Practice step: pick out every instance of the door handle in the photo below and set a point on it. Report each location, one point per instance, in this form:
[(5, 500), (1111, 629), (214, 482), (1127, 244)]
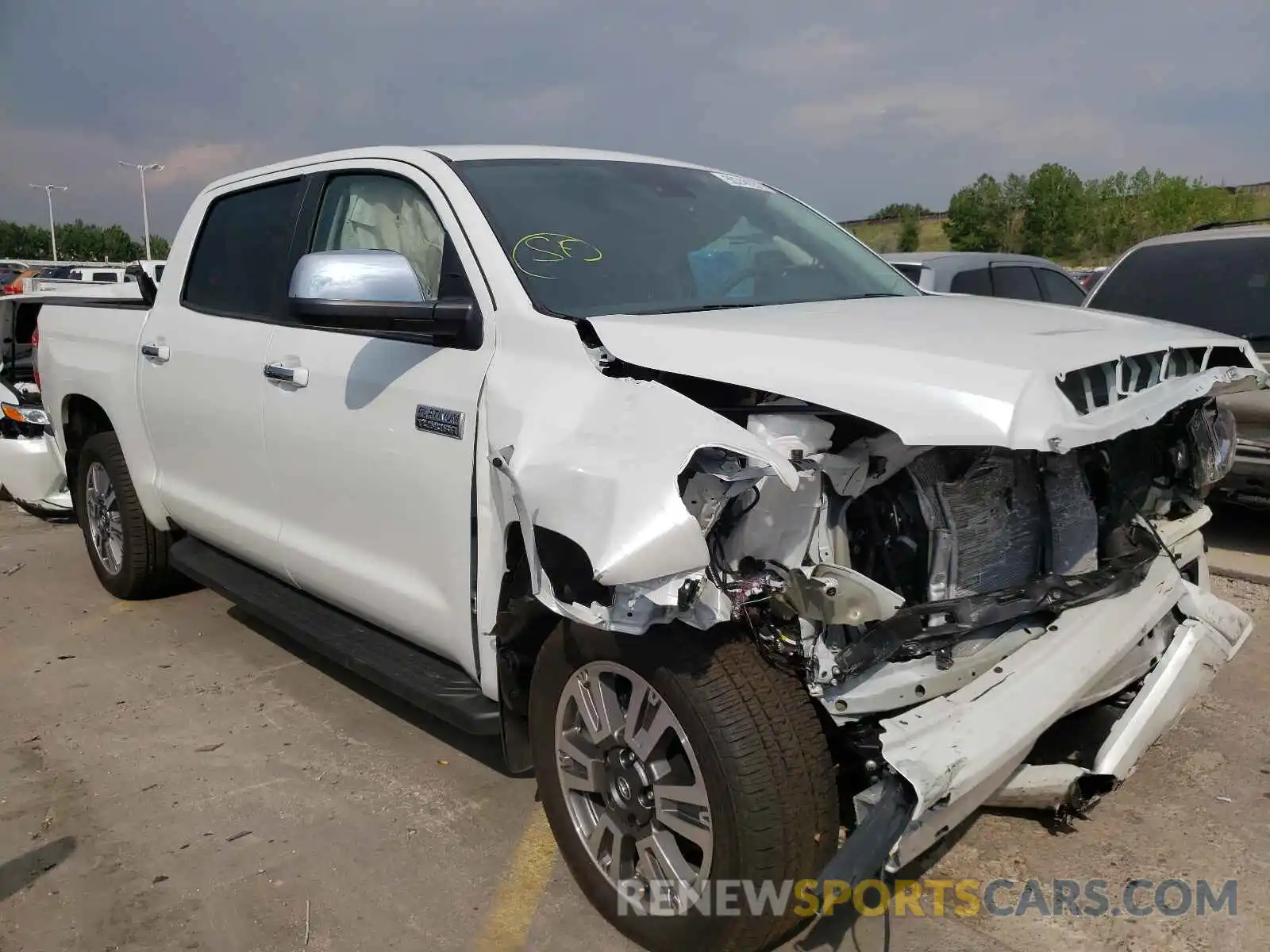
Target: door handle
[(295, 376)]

========================================

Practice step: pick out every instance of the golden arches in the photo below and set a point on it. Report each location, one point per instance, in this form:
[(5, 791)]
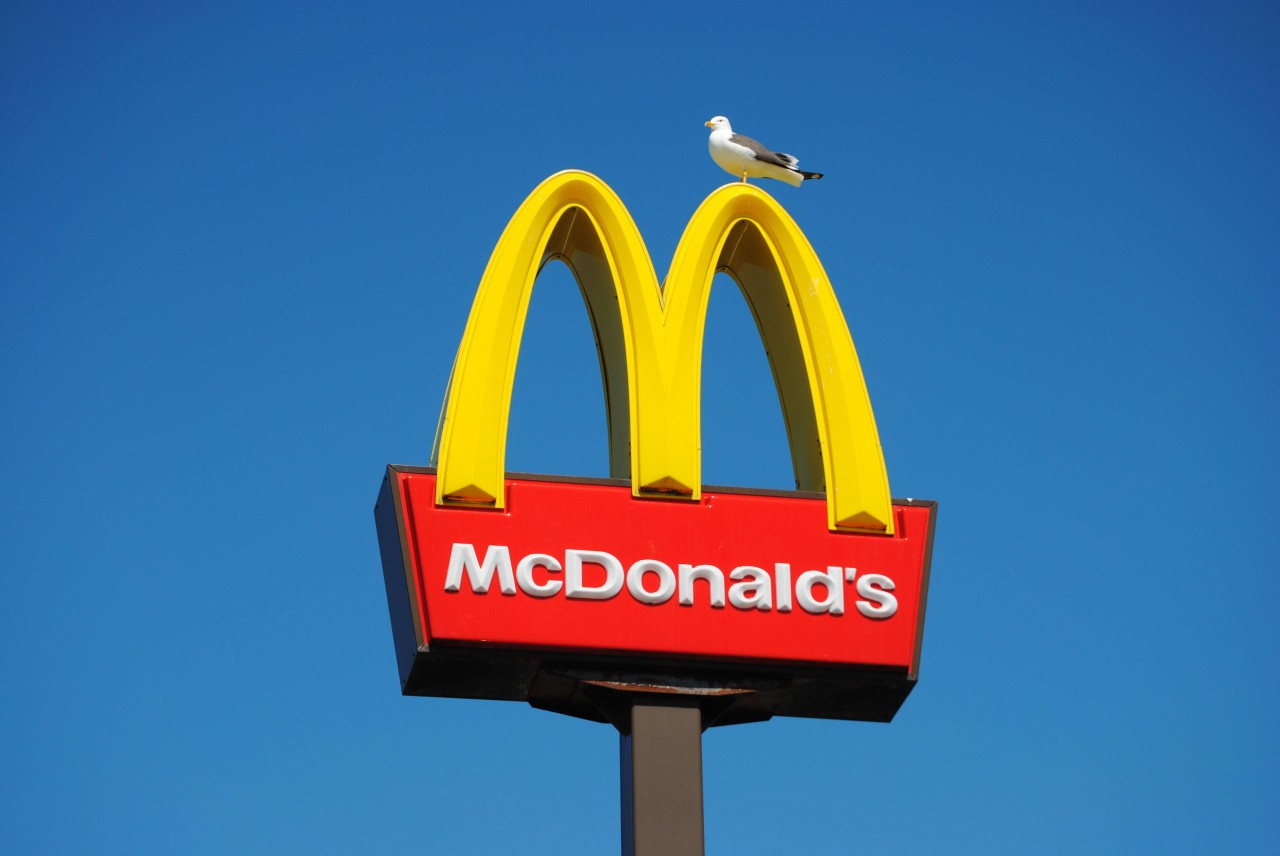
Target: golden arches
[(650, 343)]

========================================

> **What is being asked**:
Return the lines of the records that include the string "each".

> **Written response**:
Practice step: pick out every instance of the door handle in the photo below and set a point on it. Report each location, one point per instance, in this form:
Practice step: pick out every instance of the golden arches in the photo below and set a point on it. Report each location, one point per instance, in this form:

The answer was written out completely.